#### Your task:
Copy out the rows from the line with "trace: wicketkeeping glove" up to and including the line with "117 62 L 114", requests included. Shift every number in the answers, both the viewBox values and the outline coordinates, up by 142, and leave the requests and their format samples as they are.

#### Material to process:

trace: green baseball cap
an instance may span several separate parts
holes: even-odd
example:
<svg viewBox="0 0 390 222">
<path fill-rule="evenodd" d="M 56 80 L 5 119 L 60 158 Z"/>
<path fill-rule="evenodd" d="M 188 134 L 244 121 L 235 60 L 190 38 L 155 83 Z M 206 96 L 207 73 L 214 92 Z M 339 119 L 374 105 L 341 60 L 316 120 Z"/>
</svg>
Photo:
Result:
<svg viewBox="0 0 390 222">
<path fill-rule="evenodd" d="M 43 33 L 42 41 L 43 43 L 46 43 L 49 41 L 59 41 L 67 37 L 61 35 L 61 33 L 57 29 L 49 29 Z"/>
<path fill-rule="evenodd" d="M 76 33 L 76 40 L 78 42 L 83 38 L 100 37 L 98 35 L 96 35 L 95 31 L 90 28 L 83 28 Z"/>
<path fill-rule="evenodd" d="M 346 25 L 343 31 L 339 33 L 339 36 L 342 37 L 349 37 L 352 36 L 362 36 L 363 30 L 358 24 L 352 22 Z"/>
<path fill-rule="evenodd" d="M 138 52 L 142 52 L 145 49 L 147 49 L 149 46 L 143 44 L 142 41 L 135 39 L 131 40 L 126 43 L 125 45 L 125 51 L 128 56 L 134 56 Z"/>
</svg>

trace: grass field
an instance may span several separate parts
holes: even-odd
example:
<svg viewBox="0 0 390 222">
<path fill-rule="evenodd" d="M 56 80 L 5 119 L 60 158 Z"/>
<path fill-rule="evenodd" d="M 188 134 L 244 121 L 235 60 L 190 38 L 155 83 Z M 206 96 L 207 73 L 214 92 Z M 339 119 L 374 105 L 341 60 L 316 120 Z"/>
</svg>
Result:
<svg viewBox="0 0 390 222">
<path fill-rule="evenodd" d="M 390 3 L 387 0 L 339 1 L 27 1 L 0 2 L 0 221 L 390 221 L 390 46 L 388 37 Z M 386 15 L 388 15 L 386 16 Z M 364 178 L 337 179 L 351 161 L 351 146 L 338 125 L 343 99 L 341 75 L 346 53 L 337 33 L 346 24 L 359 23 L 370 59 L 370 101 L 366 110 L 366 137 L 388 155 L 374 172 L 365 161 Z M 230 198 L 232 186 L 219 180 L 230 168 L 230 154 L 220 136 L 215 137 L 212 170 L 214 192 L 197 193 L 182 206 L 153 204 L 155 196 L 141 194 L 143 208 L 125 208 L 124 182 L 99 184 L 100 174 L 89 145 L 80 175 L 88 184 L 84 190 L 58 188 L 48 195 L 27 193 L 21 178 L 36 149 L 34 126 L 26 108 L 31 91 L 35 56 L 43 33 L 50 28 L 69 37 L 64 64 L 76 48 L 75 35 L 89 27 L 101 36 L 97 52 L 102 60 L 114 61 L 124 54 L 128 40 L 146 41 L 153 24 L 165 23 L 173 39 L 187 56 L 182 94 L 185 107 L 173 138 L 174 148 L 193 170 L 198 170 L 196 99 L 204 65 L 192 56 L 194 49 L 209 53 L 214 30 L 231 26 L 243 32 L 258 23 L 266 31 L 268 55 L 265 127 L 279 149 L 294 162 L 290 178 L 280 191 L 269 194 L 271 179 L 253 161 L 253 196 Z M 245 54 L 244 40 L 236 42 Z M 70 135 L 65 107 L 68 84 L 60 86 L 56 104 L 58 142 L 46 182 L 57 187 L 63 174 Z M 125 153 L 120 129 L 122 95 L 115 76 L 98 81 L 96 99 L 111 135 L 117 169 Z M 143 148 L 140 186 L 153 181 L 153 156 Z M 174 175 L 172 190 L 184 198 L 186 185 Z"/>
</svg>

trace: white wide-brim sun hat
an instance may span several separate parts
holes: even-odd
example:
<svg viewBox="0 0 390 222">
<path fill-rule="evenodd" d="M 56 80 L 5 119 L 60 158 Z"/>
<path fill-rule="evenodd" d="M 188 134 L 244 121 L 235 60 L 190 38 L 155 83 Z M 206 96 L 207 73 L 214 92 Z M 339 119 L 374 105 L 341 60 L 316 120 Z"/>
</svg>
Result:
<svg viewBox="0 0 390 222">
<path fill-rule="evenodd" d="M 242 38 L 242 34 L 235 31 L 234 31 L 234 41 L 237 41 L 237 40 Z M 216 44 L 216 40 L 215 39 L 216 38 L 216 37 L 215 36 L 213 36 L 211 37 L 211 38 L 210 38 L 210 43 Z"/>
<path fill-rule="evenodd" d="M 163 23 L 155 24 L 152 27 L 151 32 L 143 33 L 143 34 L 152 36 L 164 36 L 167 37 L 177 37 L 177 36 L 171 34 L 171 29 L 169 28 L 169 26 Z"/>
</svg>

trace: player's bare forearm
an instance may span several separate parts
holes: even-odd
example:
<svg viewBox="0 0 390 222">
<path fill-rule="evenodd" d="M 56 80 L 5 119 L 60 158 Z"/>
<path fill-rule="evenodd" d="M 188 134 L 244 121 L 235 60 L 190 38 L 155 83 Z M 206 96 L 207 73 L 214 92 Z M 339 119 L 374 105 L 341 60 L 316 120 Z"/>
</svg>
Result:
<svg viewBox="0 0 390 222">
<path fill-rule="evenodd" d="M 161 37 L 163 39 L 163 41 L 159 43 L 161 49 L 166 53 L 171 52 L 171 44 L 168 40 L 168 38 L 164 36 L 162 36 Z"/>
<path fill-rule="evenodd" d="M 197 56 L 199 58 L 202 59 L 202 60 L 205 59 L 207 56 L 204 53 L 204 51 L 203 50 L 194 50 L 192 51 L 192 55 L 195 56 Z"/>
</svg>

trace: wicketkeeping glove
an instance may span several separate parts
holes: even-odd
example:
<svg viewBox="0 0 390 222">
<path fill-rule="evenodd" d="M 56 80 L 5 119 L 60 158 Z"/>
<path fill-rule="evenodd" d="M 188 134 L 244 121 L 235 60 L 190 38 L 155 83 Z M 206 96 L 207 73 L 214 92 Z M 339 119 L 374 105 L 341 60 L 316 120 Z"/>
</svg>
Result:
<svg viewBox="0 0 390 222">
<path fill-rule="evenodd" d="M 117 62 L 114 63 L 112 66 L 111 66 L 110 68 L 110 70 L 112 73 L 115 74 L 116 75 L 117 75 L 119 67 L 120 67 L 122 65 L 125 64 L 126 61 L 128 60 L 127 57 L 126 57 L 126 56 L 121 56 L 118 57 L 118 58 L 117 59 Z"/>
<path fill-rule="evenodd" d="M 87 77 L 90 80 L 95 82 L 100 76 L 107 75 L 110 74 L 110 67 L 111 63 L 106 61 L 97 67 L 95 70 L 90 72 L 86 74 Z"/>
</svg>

#### Solution to this problem:
trace: wicketkeeping glove
an instance may span several separate parts
holes: even-odd
example:
<svg viewBox="0 0 390 222">
<path fill-rule="evenodd" d="M 56 80 L 5 119 L 60 158 Z"/>
<path fill-rule="evenodd" d="M 188 134 L 244 121 L 235 60 L 190 38 L 155 83 Z M 206 96 L 207 73 L 214 92 Z M 339 119 L 374 105 L 341 60 L 316 120 Z"/>
</svg>
Result:
<svg viewBox="142 142 532 364">
<path fill-rule="evenodd" d="M 259 204 L 256 205 L 254 208 L 253 208 L 252 210 L 252 212 L 254 215 L 257 216 L 258 217 L 259 217 L 261 209 L 262 209 L 264 207 L 267 206 L 268 203 L 270 202 L 269 199 L 268 199 L 268 198 L 263 198 L 260 199 L 260 200 L 259 201 Z"/>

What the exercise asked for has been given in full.